Items from a data source:
- - - -

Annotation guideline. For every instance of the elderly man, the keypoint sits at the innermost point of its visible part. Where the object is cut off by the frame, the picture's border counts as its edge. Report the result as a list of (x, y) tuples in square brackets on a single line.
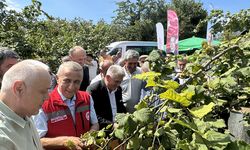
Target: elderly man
[(78, 54), (24, 89), (103, 67), (7, 59), (131, 87), (107, 95), (68, 113)]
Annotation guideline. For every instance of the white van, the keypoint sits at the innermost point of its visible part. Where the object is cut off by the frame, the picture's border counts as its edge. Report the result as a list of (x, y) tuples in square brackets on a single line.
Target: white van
[(143, 47)]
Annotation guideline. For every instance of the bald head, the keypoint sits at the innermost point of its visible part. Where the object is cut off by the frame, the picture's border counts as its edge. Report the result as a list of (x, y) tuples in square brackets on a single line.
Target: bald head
[(25, 87), (69, 66), (26, 71)]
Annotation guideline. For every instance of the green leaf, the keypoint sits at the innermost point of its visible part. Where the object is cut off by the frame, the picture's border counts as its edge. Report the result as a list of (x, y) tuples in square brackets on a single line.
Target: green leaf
[(183, 124), (170, 84), (101, 134), (174, 96), (141, 104), (159, 132), (144, 115), (245, 72), (214, 84), (238, 145), (201, 111), (147, 75), (214, 136), (133, 143), (219, 123)]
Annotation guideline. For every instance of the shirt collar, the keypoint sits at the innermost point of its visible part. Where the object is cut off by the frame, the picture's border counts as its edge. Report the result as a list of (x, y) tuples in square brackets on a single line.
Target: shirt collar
[(64, 98), (11, 115)]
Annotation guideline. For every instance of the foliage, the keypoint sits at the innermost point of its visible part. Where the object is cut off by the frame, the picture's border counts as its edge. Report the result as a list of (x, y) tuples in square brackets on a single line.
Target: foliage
[(35, 34), (193, 115), (138, 18), (49, 39)]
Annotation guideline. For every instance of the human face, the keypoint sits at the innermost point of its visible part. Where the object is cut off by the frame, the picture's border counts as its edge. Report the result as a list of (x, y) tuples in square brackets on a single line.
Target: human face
[(69, 82), (7, 63), (112, 83), (131, 65), (35, 93), (78, 56)]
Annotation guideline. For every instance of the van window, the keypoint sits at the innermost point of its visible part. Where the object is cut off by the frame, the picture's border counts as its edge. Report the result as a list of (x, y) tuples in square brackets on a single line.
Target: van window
[(143, 50), (114, 51)]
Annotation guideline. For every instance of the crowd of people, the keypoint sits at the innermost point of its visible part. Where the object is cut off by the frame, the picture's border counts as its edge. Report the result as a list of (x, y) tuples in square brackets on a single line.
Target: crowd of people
[(39, 109)]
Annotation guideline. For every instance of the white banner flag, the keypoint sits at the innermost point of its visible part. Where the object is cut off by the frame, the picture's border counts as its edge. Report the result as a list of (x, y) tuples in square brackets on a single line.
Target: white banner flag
[(160, 36)]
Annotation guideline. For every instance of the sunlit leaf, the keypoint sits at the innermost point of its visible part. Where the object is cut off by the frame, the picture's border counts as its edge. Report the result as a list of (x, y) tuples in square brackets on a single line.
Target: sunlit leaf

- - - -

**Exercise prompt:**
Only the lines from the one containing "Annotation guideline. For every instance of the sunlit" through the end of the entries above should be written out, exactly and in full.

**Task response:**
Annotation guideline. For every instance of the sunlit leaf, the keypoint sits at the innermost point of its visible part. Where the object is cut off by the frame, the picture's border counts as its edge. Report the result as a list of (x, y) tuples in square brackets on a single line.
Target: sunlit leaf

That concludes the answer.